**** PAGE EXTRACT ****

Skip to content

vllm.attention.ops.vit_attn_wrappers

This file contains ops for ViT attention to be compatible with torch.compile as there are operations here not supported by torch.compile (for instance, .item() in flash attention)

Using these ops and wrapping vision blocks with torch.compile can speed up throughput in vision models by ~5% relative on H100, and improve token latencies by ~7% (see qwen2_5_vl for example usage)

To use these ops, you must have a recent version of PyTorch installed (>= 2.4.0)

flash_attn_maxseqlen_wrapper

flash_attn_maxseqlen_wrapper(
    q: Tensor,
    k: Tensor,
    v: Tensor,
    cu_seqlens: Tensor,
    max_seqlen: Tensor,
    batch_size: int,
    is_rocm_aiter: bool,
    use_upstream_fa: bool,
) -> Tensor
Source code in vllm/attention/ops/vit_attn_wrappers.py
def flash_attn_maxseqlen_wrapper(
    q: torch.Tensor,
    k: torch.Tensor,
    v: torch.Tensor,
    cu_seqlens: torch.Tensor,
    max_seqlen: torch.Tensor,
    batch_size: int,
    is_rocm_aiter: bool,
    use_upstream_fa: bool,
) -> torch.Tensor:
    if is_rocm_aiter:
        from aiter import flash_attn_varlen_func
    else:
        if use_upstream_fa:
            from flash_attn import flash_attn_varlen_func
        else:
            from vllm.attention.utils.fa_utils import flash_attn_varlen_func
    q, k, v = (einops.rearrange(x, "b s ... -> (b s) ...") for x in [q, k, v])

****

From the ViT attention wrappers page, copy the passage verbatim, beginning at the words "vllm.attention.ops.vit_attn_wrappers" and stopping after the words "installed (>= 2.4.0)".

**** MATERIAL PROVIDED ****

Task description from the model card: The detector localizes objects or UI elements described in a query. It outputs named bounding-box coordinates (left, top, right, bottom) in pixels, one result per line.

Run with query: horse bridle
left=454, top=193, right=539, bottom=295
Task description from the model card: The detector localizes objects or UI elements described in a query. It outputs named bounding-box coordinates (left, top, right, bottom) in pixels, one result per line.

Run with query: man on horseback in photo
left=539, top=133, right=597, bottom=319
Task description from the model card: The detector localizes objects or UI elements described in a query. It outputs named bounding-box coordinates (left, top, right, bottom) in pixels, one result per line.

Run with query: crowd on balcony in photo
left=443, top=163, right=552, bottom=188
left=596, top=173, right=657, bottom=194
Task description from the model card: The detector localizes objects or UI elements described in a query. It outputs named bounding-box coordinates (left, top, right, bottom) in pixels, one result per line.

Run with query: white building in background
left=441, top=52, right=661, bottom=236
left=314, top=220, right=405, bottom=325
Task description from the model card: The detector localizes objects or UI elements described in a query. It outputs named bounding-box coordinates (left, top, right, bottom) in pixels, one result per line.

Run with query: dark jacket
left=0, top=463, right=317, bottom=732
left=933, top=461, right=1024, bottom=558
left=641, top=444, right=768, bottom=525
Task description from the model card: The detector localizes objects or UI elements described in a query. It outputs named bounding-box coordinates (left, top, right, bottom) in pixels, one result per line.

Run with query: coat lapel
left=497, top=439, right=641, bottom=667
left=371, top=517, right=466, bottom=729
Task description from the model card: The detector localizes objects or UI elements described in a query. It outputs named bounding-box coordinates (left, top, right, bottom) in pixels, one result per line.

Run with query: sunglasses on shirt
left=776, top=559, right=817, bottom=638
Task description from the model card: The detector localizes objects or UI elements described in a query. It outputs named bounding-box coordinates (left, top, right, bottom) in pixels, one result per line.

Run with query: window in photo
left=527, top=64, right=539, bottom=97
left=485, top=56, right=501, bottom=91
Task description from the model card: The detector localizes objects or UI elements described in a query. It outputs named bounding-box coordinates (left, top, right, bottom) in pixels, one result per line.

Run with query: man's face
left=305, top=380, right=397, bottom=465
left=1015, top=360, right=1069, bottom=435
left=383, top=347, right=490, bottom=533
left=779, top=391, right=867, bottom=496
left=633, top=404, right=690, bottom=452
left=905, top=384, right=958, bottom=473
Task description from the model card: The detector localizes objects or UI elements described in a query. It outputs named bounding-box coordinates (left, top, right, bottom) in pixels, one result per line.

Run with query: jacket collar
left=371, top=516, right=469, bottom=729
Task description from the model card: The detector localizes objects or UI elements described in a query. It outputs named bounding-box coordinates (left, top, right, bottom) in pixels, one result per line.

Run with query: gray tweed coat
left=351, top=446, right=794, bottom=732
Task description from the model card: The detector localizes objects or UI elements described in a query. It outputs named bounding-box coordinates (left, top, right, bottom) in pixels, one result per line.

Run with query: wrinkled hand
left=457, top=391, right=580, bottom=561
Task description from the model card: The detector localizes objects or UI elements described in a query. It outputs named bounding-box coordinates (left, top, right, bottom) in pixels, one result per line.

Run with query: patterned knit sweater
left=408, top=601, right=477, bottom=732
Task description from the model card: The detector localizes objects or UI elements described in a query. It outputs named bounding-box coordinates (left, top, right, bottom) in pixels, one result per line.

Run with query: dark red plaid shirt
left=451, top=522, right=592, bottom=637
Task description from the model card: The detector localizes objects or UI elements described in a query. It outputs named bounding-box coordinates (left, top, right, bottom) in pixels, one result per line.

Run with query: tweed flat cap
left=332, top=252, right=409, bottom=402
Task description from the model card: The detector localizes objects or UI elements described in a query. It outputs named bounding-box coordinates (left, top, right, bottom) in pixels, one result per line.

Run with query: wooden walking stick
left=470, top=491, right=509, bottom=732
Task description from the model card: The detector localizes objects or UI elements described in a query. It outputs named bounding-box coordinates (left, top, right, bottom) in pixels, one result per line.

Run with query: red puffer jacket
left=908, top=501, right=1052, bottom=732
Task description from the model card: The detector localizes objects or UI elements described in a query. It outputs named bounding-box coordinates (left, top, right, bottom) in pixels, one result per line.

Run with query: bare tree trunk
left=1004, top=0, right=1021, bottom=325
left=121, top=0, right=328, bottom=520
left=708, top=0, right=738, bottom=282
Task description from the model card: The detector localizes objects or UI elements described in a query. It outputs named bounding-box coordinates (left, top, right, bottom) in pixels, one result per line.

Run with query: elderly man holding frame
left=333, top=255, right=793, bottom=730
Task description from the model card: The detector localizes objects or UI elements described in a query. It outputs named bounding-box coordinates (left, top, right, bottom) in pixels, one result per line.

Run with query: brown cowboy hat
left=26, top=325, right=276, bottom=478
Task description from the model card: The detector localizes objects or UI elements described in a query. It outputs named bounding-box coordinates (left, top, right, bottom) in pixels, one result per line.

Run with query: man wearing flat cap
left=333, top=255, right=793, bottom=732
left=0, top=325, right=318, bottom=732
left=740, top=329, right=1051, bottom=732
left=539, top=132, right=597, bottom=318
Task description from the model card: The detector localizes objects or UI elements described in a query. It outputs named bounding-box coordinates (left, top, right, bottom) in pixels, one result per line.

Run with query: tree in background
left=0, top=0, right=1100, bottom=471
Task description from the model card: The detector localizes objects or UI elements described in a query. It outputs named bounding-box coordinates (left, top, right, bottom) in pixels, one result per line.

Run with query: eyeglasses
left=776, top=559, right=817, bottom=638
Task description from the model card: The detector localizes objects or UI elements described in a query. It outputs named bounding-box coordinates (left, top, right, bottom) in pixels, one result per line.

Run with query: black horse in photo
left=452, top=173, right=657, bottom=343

****
**** MATERIAL PROVIDED ****

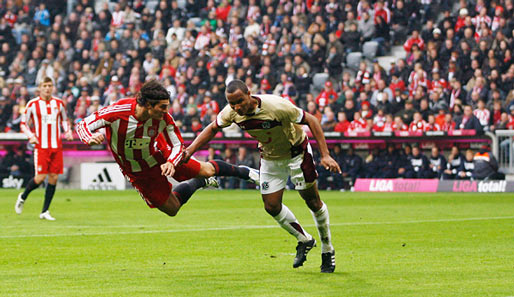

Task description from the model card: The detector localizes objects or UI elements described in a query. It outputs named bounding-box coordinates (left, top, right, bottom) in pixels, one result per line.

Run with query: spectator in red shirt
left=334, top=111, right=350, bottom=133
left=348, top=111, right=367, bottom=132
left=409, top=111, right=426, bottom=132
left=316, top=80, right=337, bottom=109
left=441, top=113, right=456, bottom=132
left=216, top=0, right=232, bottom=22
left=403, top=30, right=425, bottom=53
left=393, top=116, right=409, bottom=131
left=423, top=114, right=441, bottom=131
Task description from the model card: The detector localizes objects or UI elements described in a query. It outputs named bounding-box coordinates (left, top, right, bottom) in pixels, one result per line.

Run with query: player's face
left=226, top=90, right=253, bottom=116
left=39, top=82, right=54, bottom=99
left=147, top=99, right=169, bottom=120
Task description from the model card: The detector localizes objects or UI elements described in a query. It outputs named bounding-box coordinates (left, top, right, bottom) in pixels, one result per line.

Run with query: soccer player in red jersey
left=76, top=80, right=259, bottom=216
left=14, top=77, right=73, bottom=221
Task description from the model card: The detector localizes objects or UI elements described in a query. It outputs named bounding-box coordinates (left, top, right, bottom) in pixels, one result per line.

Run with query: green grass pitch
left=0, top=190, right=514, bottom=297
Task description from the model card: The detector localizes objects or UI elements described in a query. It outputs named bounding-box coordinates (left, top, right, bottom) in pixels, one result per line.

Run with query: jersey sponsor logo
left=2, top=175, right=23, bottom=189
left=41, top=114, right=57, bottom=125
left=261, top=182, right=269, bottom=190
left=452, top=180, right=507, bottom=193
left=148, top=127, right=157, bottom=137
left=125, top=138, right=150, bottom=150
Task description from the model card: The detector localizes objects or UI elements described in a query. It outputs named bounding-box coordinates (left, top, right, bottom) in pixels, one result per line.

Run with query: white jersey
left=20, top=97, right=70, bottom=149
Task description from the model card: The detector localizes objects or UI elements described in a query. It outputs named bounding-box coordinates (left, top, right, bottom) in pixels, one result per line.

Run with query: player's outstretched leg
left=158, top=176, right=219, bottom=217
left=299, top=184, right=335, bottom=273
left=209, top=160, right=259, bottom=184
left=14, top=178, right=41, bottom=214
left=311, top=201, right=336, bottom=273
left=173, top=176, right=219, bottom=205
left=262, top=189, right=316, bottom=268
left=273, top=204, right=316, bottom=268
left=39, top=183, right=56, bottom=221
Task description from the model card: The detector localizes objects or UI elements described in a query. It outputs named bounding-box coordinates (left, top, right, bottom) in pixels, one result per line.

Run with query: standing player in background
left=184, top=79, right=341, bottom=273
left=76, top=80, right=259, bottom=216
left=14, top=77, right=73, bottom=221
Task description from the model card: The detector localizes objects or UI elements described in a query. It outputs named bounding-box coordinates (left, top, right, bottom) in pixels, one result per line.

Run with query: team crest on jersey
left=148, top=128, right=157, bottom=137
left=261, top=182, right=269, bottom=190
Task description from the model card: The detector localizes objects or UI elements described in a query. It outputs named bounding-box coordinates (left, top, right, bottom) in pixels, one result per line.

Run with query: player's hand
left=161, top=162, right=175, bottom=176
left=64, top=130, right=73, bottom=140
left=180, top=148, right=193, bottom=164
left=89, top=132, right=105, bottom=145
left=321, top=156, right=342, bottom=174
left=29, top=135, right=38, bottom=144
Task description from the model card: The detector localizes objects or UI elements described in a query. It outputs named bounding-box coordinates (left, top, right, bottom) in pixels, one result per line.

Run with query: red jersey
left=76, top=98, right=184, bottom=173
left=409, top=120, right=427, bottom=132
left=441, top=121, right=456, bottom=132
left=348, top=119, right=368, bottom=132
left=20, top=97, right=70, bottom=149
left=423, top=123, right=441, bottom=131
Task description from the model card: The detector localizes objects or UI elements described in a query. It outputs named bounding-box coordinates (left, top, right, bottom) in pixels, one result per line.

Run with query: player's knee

****

◆ OUTPUT ◆
vllm.attention.ops.vit_attn_wrappers

This file contains ops for ViT attention to be compatible with torch.compile as there are operations here not supported by torch.compile (for instance, .item() in flash attention)

Using these ops and wrapping vision blocks with torch.compile can speed up throughput in vision models by ~5% relative on H100, and improve token latencies by ~7% (see qwen2_5_vl for example usage)

To use these ops, you must have a recent version of PyTorch installed (>= 2.4.0)